# About this exercise
For this exercise, write out exactly the lines from the line containing "Note to the class: point to the paved" through the last line of the records, and no other lines.

[Photo-based referring expression data]
=== Section Start ===

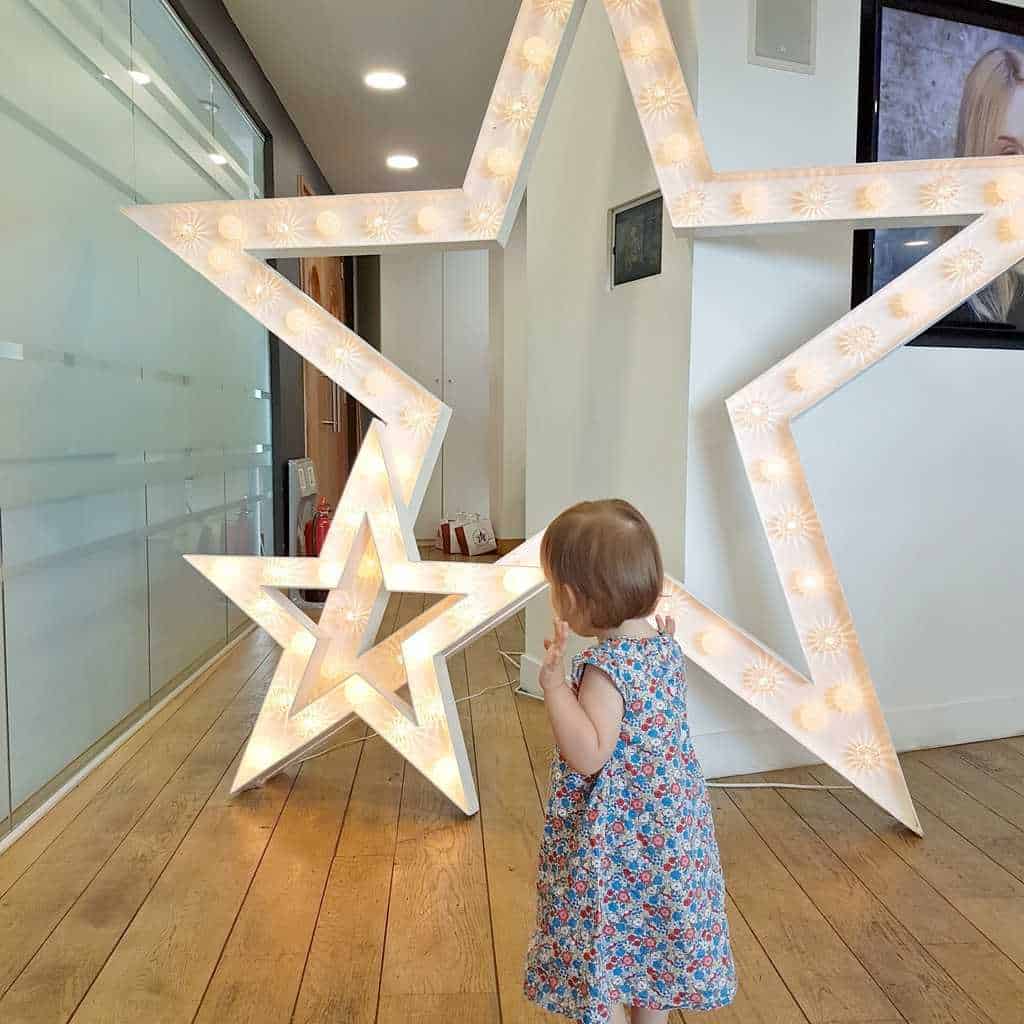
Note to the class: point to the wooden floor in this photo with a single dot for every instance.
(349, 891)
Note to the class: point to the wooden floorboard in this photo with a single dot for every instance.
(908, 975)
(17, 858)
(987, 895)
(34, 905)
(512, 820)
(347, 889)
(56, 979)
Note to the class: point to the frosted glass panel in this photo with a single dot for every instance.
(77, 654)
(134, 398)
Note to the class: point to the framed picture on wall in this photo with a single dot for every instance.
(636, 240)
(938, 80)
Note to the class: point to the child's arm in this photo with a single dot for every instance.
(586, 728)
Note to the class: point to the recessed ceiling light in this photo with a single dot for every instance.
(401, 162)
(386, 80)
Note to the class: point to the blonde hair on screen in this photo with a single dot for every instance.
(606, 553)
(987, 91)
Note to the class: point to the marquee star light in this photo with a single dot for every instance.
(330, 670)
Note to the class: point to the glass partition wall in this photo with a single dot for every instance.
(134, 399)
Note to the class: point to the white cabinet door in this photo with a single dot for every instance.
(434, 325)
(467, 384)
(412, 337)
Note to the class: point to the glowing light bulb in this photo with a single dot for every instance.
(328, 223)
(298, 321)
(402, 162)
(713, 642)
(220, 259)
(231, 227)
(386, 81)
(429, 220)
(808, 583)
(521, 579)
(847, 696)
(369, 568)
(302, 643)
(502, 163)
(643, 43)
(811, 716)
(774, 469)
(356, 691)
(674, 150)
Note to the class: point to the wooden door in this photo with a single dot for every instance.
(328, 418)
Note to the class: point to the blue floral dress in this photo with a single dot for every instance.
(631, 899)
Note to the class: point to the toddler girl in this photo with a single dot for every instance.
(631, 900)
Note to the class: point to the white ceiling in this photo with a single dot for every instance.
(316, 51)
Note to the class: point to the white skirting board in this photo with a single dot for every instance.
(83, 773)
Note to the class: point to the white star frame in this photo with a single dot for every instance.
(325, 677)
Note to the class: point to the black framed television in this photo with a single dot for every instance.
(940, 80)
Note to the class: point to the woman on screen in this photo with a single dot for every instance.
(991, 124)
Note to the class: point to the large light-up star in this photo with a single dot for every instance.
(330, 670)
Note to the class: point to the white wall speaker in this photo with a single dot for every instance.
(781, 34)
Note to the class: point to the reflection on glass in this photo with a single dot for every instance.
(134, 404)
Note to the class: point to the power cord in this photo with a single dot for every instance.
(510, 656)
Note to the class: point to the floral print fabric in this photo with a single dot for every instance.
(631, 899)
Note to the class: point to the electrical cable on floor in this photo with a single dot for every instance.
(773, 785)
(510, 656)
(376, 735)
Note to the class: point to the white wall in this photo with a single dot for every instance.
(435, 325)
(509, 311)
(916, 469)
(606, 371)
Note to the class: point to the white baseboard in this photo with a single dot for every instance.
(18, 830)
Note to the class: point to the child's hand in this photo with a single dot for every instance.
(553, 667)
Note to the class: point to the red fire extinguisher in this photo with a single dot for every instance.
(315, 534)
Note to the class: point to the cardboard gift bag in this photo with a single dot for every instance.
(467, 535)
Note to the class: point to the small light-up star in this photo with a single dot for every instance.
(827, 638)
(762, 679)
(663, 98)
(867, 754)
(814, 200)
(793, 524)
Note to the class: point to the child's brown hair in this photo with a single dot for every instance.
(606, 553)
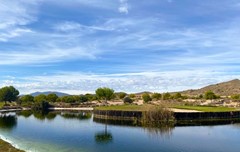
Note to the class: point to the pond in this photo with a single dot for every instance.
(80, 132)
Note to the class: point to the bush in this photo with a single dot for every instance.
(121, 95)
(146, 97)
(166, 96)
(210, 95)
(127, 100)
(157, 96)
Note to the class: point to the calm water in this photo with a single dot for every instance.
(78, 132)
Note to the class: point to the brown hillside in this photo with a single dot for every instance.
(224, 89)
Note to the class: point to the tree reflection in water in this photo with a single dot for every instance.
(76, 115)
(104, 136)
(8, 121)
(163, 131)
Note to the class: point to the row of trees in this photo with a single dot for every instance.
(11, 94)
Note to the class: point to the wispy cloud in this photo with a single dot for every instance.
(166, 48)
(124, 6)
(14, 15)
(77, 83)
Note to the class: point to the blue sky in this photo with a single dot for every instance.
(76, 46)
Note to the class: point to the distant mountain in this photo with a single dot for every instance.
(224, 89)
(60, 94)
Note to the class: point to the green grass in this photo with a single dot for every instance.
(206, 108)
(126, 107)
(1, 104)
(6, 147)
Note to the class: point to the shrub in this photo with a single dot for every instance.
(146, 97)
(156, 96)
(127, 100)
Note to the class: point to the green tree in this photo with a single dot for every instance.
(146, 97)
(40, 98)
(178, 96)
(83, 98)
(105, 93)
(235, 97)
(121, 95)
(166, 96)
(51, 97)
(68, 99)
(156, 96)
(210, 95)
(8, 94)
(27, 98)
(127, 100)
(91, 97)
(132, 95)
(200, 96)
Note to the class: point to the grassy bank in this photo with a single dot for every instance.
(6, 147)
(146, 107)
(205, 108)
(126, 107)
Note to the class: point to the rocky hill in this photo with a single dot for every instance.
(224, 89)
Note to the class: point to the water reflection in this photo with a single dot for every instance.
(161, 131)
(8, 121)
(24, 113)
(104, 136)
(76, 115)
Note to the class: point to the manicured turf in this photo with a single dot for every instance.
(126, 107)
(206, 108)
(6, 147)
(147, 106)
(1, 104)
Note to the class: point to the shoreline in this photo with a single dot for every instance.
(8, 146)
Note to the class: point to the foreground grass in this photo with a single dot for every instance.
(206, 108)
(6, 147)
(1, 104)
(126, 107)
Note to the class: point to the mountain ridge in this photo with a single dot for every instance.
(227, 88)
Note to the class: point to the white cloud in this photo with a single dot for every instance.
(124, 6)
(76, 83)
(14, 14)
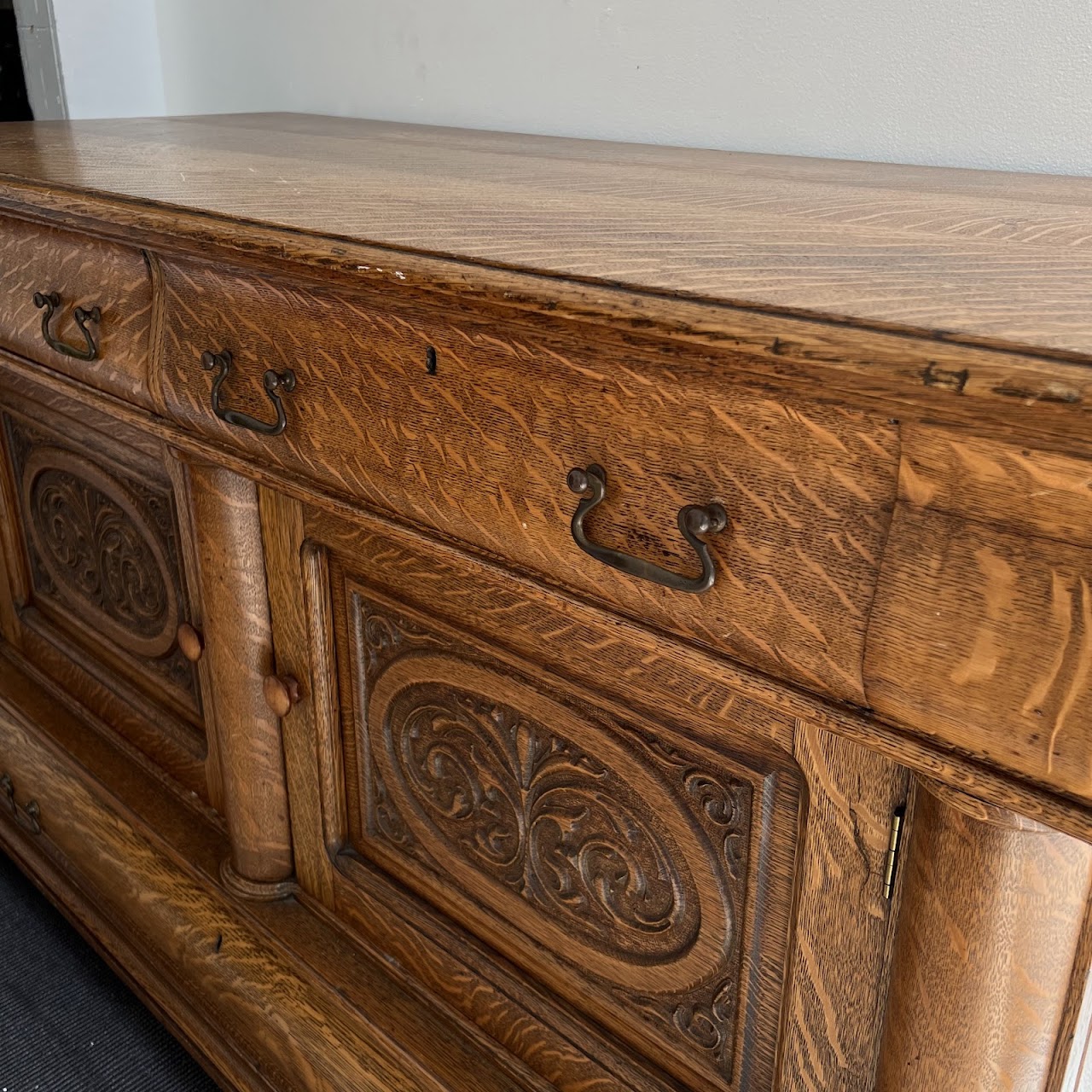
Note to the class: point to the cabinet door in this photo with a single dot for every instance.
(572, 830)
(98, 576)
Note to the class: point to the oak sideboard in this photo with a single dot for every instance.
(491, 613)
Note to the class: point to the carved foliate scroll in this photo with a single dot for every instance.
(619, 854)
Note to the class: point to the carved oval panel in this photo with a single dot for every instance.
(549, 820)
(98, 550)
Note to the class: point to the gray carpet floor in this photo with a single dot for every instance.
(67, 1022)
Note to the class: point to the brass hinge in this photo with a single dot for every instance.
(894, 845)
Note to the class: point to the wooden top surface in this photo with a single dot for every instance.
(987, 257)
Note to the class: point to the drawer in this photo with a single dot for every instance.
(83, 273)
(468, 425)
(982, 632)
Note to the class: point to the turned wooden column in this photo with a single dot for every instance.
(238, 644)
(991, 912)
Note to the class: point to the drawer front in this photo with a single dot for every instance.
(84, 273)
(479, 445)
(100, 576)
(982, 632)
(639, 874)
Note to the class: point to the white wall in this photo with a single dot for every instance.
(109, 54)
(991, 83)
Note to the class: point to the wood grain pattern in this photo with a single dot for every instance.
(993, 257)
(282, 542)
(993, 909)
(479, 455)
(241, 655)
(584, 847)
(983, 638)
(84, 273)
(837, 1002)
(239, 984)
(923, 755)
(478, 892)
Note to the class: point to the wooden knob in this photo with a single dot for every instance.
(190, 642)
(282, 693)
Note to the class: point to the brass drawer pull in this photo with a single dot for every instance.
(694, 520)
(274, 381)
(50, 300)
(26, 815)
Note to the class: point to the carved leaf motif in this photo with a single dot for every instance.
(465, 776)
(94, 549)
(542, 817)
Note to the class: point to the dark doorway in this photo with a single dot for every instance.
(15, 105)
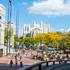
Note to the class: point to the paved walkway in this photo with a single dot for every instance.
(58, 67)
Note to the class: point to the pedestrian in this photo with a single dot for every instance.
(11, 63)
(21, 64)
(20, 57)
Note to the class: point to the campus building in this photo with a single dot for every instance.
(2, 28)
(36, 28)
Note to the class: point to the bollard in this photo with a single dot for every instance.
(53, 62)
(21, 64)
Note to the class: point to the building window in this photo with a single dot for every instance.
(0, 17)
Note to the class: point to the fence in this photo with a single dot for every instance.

=== Section End ===

# Result of the exercise
Note to the class: point to the paved walkway in this photo with a single dot for every instance.
(58, 67)
Note to the class: point to the pedestrian in this photo with a single dot for every instance.
(11, 63)
(21, 64)
(20, 57)
Note to the class: point to the campus building in this photo with a single dot for every instance.
(2, 28)
(36, 28)
Note to the class: point to the bollard in this photo with a single dot for every instance.
(53, 62)
(21, 64)
Note to the class: point to the building window in this photo with a single dot for every instance.
(0, 17)
Note to the class: point to the fence in this photo with a single dot for every instance.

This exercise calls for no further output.